==== Given records

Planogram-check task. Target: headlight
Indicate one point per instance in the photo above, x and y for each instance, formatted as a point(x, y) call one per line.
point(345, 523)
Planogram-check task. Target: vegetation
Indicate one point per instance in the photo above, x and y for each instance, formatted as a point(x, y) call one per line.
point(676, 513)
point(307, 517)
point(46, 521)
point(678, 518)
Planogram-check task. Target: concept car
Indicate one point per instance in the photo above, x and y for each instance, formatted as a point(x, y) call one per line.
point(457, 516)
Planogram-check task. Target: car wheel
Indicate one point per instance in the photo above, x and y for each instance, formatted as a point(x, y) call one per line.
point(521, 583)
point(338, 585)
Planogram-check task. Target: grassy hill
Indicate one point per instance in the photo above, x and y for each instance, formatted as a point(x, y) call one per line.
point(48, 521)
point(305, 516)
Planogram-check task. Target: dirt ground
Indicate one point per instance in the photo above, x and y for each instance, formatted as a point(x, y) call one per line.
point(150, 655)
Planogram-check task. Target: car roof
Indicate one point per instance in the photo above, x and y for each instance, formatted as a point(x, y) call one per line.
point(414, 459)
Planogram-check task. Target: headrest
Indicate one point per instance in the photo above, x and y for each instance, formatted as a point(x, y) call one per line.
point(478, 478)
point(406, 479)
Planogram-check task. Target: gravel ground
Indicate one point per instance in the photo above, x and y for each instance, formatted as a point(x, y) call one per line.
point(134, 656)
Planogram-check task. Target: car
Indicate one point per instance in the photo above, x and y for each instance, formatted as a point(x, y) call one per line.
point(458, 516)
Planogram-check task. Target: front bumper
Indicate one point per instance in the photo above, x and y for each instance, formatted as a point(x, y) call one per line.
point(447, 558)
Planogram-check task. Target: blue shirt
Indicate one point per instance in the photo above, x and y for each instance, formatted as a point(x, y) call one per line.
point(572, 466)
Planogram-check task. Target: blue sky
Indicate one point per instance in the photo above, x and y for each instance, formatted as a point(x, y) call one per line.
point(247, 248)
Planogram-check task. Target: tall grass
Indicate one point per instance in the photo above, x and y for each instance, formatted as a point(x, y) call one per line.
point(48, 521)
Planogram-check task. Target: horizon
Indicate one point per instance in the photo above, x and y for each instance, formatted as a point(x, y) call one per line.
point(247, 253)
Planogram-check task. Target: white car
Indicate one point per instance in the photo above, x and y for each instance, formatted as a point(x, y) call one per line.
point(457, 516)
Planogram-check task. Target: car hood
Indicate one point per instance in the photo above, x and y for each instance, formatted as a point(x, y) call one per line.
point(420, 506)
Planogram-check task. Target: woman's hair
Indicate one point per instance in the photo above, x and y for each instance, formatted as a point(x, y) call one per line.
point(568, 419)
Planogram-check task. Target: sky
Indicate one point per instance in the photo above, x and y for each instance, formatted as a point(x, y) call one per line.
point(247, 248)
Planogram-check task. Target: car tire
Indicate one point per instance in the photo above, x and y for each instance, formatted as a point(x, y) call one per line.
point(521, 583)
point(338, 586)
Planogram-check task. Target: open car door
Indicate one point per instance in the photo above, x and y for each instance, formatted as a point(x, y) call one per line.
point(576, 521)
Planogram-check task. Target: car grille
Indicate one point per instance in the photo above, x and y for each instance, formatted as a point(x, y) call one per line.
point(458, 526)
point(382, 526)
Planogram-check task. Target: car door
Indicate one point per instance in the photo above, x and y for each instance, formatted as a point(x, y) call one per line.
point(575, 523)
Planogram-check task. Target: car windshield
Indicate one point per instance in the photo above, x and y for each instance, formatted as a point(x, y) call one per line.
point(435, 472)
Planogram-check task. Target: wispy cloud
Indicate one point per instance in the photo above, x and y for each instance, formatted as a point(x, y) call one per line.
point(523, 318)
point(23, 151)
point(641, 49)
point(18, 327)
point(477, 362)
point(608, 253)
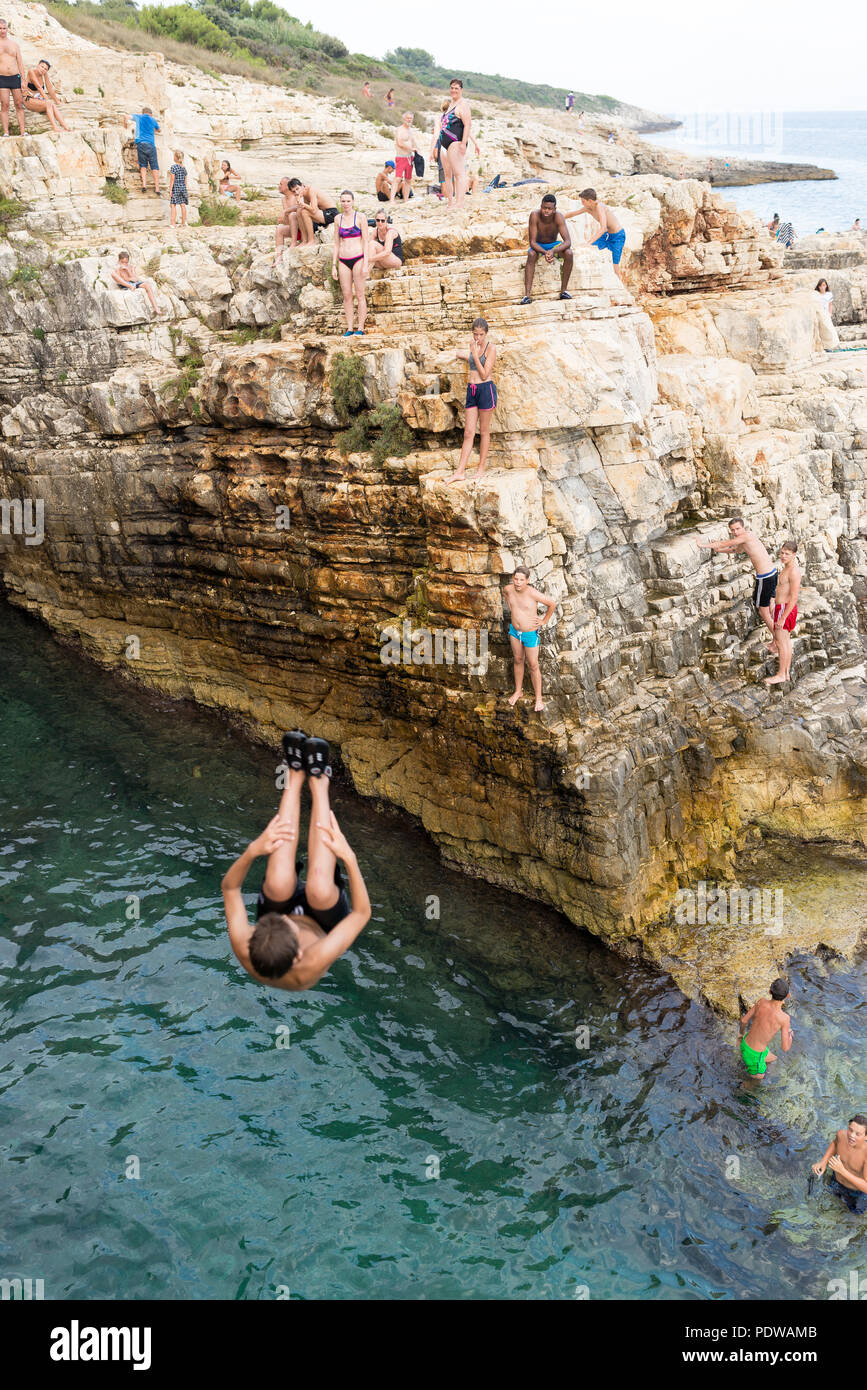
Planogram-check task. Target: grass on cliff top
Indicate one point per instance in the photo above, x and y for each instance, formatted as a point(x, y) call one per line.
point(10, 211)
point(264, 42)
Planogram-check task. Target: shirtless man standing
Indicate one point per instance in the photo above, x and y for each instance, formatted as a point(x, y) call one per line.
point(11, 78)
point(766, 571)
point(300, 927)
point(762, 1025)
point(613, 236)
point(549, 236)
point(785, 612)
point(405, 149)
point(524, 631)
point(316, 209)
point(846, 1157)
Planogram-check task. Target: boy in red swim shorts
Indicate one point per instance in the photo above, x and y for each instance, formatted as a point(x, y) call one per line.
point(785, 612)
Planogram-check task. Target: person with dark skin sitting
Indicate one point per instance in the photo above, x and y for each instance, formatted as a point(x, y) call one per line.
point(549, 236)
point(302, 927)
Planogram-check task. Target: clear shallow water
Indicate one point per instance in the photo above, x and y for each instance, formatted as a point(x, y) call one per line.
point(831, 139)
point(306, 1166)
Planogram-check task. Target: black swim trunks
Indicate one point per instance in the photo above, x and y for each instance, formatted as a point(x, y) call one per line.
point(327, 918)
point(855, 1201)
point(766, 587)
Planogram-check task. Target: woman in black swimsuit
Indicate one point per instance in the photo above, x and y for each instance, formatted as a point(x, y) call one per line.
point(455, 132)
point(349, 264)
point(40, 96)
point(481, 398)
point(386, 248)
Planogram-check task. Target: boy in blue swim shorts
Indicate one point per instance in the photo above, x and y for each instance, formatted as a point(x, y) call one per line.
point(613, 236)
point(524, 631)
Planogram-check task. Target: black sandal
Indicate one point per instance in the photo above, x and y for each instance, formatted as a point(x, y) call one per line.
point(293, 748)
point(316, 758)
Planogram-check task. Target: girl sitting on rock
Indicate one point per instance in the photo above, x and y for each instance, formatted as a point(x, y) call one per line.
point(40, 96)
point(481, 398)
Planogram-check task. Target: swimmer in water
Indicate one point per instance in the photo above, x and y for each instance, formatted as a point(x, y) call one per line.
point(524, 631)
point(481, 399)
point(762, 1025)
point(302, 926)
point(846, 1157)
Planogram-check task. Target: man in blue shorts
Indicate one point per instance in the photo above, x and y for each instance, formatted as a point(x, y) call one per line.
point(613, 236)
point(146, 128)
point(524, 631)
point(548, 236)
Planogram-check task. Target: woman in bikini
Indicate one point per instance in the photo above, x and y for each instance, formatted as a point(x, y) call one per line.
point(481, 398)
point(40, 96)
point(349, 264)
point(386, 248)
point(229, 181)
point(455, 132)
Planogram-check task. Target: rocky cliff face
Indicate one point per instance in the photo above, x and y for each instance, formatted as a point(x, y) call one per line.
point(207, 534)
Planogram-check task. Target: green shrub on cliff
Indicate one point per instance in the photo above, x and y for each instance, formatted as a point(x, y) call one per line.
point(346, 385)
point(114, 192)
point(395, 438)
point(216, 213)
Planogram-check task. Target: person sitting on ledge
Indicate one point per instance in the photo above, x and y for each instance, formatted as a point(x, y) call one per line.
point(302, 926)
point(40, 96)
point(846, 1157)
point(481, 398)
point(760, 1025)
point(317, 209)
point(11, 78)
point(385, 248)
point(613, 236)
point(385, 186)
point(124, 277)
point(524, 631)
point(549, 236)
point(741, 538)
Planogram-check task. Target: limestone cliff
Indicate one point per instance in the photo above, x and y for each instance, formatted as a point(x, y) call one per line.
point(206, 534)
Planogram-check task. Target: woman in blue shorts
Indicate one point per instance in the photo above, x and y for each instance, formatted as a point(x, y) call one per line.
point(481, 398)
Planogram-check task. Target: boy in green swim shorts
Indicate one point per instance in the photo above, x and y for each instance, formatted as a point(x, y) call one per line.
point(760, 1026)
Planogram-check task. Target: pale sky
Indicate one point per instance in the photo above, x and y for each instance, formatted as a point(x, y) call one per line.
point(675, 56)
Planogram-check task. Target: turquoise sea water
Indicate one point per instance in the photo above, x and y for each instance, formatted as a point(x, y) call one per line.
point(830, 139)
point(631, 1168)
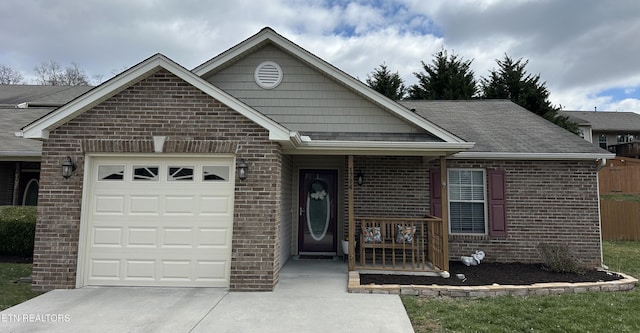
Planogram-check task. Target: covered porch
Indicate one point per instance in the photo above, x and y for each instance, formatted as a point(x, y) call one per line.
point(407, 242)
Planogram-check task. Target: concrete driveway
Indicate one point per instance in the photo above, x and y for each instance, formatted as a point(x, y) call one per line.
point(311, 297)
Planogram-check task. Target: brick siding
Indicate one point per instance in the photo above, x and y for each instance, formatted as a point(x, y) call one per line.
point(547, 201)
point(161, 104)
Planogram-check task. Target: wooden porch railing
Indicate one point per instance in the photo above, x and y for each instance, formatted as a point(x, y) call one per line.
point(401, 244)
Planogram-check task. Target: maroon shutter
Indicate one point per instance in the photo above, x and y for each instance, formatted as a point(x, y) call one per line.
point(497, 204)
point(436, 192)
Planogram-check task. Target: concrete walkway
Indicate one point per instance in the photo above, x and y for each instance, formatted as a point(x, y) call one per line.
point(311, 297)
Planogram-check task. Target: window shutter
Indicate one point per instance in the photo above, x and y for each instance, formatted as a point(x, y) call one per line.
point(436, 192)
point(497, 204)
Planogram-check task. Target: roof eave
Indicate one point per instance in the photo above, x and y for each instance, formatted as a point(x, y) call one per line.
point(467, 155)
point(304, 145)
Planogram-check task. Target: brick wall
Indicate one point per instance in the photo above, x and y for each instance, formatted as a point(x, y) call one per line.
point(161, 104)
point(551, 201)
point(547, 201)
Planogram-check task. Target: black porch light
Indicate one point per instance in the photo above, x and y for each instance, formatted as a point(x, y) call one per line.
point(243, 169)
point(68, 167)
point(360, 178)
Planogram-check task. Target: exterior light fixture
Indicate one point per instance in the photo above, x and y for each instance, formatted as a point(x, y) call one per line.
point(360, 178)
point(68, 167)
point(243, 169)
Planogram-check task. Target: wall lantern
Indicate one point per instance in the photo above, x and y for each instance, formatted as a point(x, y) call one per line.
point(360, 178)
point(243, 169)
point(68, 167)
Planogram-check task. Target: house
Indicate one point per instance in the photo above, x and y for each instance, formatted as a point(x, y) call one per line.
point(20, 159)
point(619, 132)
point(217, 176)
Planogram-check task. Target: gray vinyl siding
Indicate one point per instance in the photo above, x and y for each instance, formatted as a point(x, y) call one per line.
point(305, 100)
point(286, 209)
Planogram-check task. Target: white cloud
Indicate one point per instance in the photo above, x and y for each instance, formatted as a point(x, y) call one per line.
point(579, 51)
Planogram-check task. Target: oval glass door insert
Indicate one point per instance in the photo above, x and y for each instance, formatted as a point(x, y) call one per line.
point(318, 209)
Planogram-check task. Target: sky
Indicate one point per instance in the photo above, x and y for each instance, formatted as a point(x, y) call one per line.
point(587, 51)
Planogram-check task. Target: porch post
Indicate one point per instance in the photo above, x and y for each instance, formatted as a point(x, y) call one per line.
point(445, 213)
point(352, 224)
point(16, 185)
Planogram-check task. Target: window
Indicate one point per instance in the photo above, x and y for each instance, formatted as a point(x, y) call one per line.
point(145, 173)
point(111, 172)
point(180, 173)
point(215, 173)
point(602, 141)
point(467, 201)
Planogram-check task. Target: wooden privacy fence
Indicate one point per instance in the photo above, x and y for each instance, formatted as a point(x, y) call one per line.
point(620, 220)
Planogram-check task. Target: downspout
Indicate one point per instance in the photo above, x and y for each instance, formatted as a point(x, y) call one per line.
point(600, 164)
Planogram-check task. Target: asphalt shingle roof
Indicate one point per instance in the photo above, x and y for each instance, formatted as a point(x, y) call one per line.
point(607, 120)
point(500, 126)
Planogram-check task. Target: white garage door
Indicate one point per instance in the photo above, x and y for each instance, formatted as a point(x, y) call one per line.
point(159, 221)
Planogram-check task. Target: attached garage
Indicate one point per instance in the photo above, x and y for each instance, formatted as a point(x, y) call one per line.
point(157, 221)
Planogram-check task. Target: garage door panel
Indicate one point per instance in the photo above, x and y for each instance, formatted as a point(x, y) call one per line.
point(144, 205)
point(184, 205)
point(215, 205)
point(178, 237)
point(176, 270)
point(209, 270)
point(107, 236)
point(160, 229)
point(104, 269)
point(210, 237)
point(109, 205)
point(137, 269)
point(142, 237)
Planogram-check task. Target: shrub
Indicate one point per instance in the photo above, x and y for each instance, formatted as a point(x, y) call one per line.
point(17, 230)
point(559, 258)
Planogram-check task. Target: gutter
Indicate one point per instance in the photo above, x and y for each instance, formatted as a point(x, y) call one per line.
point(531, 156)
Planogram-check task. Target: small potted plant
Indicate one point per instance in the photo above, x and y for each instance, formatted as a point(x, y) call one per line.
point(345, 245)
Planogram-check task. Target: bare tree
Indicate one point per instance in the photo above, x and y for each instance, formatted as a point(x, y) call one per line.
point(9, 75)
point(50, 73)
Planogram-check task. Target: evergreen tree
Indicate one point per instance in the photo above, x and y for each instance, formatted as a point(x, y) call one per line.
point(447, 77)
point(511, 81)
point(386, 83)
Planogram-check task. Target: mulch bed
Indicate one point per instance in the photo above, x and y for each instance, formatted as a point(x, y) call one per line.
point(490, 273)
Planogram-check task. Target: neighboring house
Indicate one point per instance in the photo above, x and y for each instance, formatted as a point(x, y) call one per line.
point(20, 159)
point(217, 176)
point(618, 132)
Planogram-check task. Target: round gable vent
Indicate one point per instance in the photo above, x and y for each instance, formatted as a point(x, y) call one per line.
point(268, 75)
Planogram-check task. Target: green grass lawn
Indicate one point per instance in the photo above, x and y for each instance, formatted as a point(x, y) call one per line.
point(588, 312)
point(12, 293)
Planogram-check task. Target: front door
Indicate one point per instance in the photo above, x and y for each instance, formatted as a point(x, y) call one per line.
point(317, 211)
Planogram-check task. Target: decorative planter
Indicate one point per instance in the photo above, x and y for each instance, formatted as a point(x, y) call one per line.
point(345, 247)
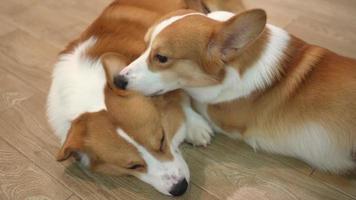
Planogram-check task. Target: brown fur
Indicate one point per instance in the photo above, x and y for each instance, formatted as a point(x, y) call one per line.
point(311, 84)
point(120, 30)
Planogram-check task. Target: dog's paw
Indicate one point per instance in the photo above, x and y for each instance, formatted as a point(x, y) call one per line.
point(199, 132)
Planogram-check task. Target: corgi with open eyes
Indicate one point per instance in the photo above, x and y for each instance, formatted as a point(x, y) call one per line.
point(120, 132)
point(256, 82)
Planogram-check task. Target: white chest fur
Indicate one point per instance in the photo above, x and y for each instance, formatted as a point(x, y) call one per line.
point(77, 87)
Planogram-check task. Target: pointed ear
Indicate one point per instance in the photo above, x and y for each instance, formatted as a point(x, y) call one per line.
point(74, 141)
point(240, 31)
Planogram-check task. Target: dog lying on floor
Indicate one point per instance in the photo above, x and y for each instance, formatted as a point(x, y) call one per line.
point(113, 131)
point(255, 82)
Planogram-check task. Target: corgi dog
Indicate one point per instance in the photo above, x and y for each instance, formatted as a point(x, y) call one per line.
point(256, 82)
point(120, 132)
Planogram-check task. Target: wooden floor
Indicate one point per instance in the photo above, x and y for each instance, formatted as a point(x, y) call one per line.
point(32, 32)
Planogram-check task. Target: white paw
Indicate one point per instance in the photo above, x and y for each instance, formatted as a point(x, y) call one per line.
point(199, 132)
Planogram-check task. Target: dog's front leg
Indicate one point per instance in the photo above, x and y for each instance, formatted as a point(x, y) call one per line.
point(198, 132)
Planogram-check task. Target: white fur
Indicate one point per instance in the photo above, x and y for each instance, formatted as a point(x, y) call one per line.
point(310, 142)
point(139, 76)
point(77, 87)
point(162, 175)
point(220, 15)
point(258, 76)
point(199, 132)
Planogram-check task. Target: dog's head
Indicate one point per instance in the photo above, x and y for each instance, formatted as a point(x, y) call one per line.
point(136, 136)
point(189, 50)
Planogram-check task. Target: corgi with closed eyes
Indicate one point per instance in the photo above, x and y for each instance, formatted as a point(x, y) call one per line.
point(256, 82)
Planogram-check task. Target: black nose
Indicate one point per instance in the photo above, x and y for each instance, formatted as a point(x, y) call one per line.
point(120, 81)
point(179, 188)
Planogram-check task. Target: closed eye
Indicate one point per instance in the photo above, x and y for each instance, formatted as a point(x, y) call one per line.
point(162, 59)
point(136, 167)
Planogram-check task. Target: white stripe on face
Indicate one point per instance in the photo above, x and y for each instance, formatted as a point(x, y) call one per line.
point(139, 76)
point(162, 175)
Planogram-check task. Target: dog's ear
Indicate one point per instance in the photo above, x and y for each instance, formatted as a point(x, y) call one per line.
point(74, 141)
point(240, 31)
point(197, 5)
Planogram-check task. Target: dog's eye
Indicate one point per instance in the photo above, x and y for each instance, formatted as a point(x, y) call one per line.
point(135, 166)
point(161, 147)
point(161, 59)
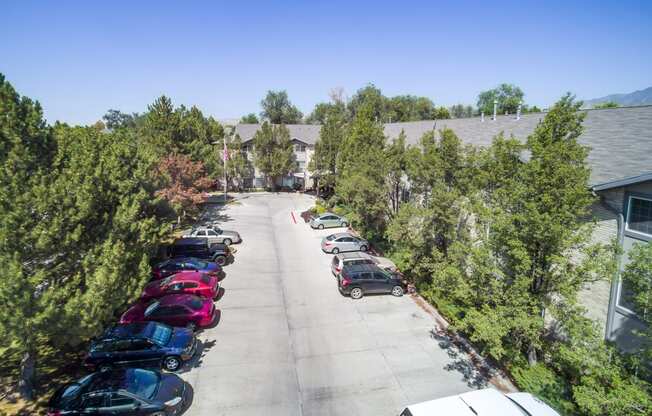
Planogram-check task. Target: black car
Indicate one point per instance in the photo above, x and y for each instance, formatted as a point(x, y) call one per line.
point(200, 248)
point(142, 344)
point(362, 279)
point(129, 391)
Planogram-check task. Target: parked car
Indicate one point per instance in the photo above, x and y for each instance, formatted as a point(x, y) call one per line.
point(486, 402)
point(194, 283)
point(327, 220)
point(128, 391)
point(349, 259)
point(179, 264)
point(362, 279)
point(336, 243)
point(200, 248)
point(142, 344)
point(215, 235)
point(175, 310)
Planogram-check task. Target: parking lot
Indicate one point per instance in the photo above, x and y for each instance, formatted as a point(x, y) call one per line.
point(289, 344)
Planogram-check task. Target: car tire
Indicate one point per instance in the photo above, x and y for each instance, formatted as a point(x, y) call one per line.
point(356, 293)
point(172, 363)
point(104, 367)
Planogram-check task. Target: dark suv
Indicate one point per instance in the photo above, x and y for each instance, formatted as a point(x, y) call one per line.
point(142, 344)
point(201, 249)
point(362, 279)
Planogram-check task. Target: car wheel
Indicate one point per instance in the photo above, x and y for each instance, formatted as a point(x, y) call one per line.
point(104, 367)
point(171, 363)
point(356, 293)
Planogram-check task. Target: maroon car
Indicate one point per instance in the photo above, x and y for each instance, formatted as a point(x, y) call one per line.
point(175, 310)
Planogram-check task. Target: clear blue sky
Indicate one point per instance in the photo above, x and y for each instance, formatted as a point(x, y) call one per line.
point(81, 58)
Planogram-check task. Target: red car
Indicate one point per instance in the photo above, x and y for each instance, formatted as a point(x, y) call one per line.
point(175, 310)
point(194, 283)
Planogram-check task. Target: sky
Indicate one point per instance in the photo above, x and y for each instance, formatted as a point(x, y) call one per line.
point(81, 58)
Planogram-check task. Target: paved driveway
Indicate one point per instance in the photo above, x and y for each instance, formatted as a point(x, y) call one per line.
point(289, 344)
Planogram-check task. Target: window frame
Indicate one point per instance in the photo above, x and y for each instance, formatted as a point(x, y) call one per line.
point(629, 211)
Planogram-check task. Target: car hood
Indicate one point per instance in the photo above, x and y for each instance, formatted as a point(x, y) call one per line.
point(181, 338)
point(171, 386)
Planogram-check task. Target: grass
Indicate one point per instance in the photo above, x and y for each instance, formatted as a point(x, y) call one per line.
point(54, 368)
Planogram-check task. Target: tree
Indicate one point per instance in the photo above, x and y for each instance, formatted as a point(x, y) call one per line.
point(273, 152)
point(249, 119)
point(508, 96)
point(278, 109)
point(323, 163)
point(361, 174)
point(184, 183)
point(115, 119)
point(607, 104)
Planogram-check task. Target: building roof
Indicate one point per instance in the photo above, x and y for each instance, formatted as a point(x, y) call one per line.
point(620, 138)
point(306, 133)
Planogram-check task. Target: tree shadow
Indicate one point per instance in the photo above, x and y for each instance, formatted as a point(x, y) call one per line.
point(475, 372)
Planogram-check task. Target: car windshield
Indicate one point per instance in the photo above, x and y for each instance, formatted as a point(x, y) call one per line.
point(197, 264)
point(195, 303)
point(142, 383)
point(160, 334)
point(151, 308)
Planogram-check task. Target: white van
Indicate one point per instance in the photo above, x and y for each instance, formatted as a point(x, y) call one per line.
point(487, 402)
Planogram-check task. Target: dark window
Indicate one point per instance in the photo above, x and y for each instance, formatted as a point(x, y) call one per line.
point(118, 399)
point(640, 215)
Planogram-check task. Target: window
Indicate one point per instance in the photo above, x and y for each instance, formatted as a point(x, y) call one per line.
point(639, 215)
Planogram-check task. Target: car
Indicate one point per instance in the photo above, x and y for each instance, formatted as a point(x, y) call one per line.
point(215, 235)
point(327, 220)
point(175, 310)
point(336, 243)
point(126, 391)
point(142, 344)
point(362, 279)
point(200, 248)
point(349, 259)
point(194, 283)
point(178, 264)
point(485, 402)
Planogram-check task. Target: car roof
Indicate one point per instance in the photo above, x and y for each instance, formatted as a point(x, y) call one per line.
point(486, 402)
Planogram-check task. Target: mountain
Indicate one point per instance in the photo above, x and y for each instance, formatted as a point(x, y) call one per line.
point(642, 97)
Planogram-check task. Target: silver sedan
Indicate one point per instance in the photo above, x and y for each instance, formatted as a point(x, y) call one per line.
point(336, 243)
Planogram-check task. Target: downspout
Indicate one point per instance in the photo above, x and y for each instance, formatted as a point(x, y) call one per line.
point(613, 294)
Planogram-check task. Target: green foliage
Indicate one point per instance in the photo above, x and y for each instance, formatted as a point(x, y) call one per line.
point(607, 104)
point(277, 109)
point(508, 96)
point(273, 152)
point(249, 119)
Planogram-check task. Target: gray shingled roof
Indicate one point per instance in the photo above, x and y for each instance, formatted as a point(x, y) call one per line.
point(307, 133)
point(620, 138)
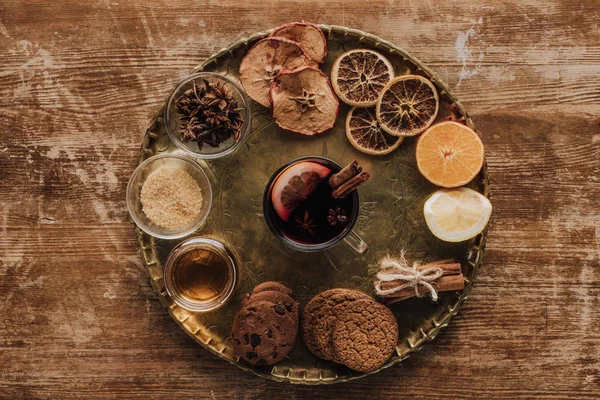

========

[Required work]
Rewrite the material from its first line through the line with "point(345, 523)", replacing "headlight" with "taillight" and keeping everything else the same.

[Exercise response]
Planogram-check task. Target: taillight
Indicate one point per instance in the photo above, x and y for each instance, formatted as a point(x, y) call one per line.
point(345, 523)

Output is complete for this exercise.